GIVEN ENTRIES —
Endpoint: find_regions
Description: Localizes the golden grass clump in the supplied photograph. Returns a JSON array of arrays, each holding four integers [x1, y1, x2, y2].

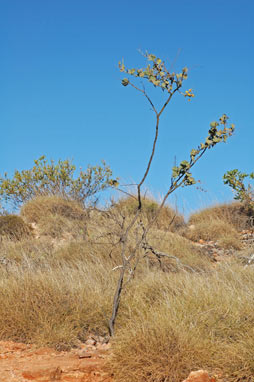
[[21, 195, 87, 223], [21, 196, 88, 239], [113, 196, 185, 232], [189, 202, 253, 231], [185, 219, 242, 249], [0, 241, 117, 349], [184, 202, 248, 249], [146, 229, 212, 271], [0, 215, 31, 241], [107, 266, 254, 382]]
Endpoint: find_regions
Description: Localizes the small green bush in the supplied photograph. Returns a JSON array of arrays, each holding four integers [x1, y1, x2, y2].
[[0, 156, 116, 209], [223, 169, 254, 215], [0, 215, 31, 241]]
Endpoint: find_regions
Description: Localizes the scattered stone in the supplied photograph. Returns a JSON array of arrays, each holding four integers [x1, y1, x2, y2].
[[97, 342, 111, 351], [78, 350, 93, 358], [86, 338, 97, 346], [182, 370, 216, 382]]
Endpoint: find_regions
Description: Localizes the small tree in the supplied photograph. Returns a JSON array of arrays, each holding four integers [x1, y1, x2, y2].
[[0, 156, 116, 209], [108, 51, 235, 336], [223, 169, 254, 213]]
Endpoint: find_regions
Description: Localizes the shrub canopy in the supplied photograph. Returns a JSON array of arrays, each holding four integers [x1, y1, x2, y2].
[[0, 156, 116, 209]]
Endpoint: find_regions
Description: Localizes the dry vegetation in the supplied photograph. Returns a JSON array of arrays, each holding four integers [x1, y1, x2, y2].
[[113, 196, 186, 232], [0, 215, 31, 241], [0, 196, 254, 381], [184, 202, 253, 250], [108, 266, 254, 382]]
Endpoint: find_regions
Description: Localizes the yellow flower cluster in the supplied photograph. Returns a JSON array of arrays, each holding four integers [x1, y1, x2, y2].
[[184, 88, 195, 101]]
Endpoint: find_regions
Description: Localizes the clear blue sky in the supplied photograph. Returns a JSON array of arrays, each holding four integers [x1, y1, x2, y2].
[[1, 0, 253, 215]]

EXERCISE REQUIREMENTS —
Copy every line above word for word and exclude the pictures.

ANSWER —
Endpoint: find_regions
Description: Localizes the golden grass clump in the supplied photograph. Returns a JSON array of arrays, each holding four integers [x1, y1, x2, y2].

[[21, 195, 87, 223], [21, 196, 88, 239], [113, 196, 185, 232], [189, 202, 253, 231], [185, 219, 242, 249], [0, 241, 117, 349], [184, 202, 248, 249], [146, 229, 212, 271], [0, 215, 31, 241], [107, 266, 254, 382]]
Endpoint: find_regions
Description: Localizes the small green bush in the supplied photograph. Returns a JSON array of arrays, each holding four integers [x1, y1, x2, y2].
[[0, 156, 116, 209], [223, 169, 254, 215], [0, 215, 31, 241]]
Endpoint: find_regions
Description: Localizes the scattered stone in the supplied photograph. Returns a JSON array of arrays, each holding four integers [x1, y1, x2, y2].
[[97, 342, 111, 351], [78, 350, 93, 358], [86, 338, 97, 346], [182, 370, 216, 382]]
Endpoint: find_regions
Description: Localizes the small tree in the supplied photograph. Returns a JSON array of arrays, each holding four integers [x1, y1, x2, y2].
[[0, 156, 116, 209], [108, 51, 235, 336], [223, 169, 254, 213]]
Endpoint: find_regions
Description: Localizes the shrub canopy in the supplied photograph. Returns a JSON array of arrays, each holding four integers [x1, y1, x2, y2].
[[0, 156, 116, 209]]
Endpoint: find_regions
Description: Localizes the dry vegetation in the supplied photograph. Returns a JSON array of arrays, each holding four integers [x1, y1, x2, y2].
[[113, 196, 186, 232], [0, 215, 31, 241], [0, 196, 254, 381], [184, 202, 253, 250], [108, 266, 254, 382]]
Endpoint: find_regions
Description: Localizes the yellow flower cluster in the supplied photograph. Returns a JSON array of arrays, each holding four integers [x1, y1, x2, y2].
[[184, 88, 195, 101]]
Endpoint: find_regions
Description: Localizes the clear blue sky in the supplied photograph. Returns a JSON array of arrays, each holding four integers [x1, y1, x2, y2].
[[1, 0, 253, 215]]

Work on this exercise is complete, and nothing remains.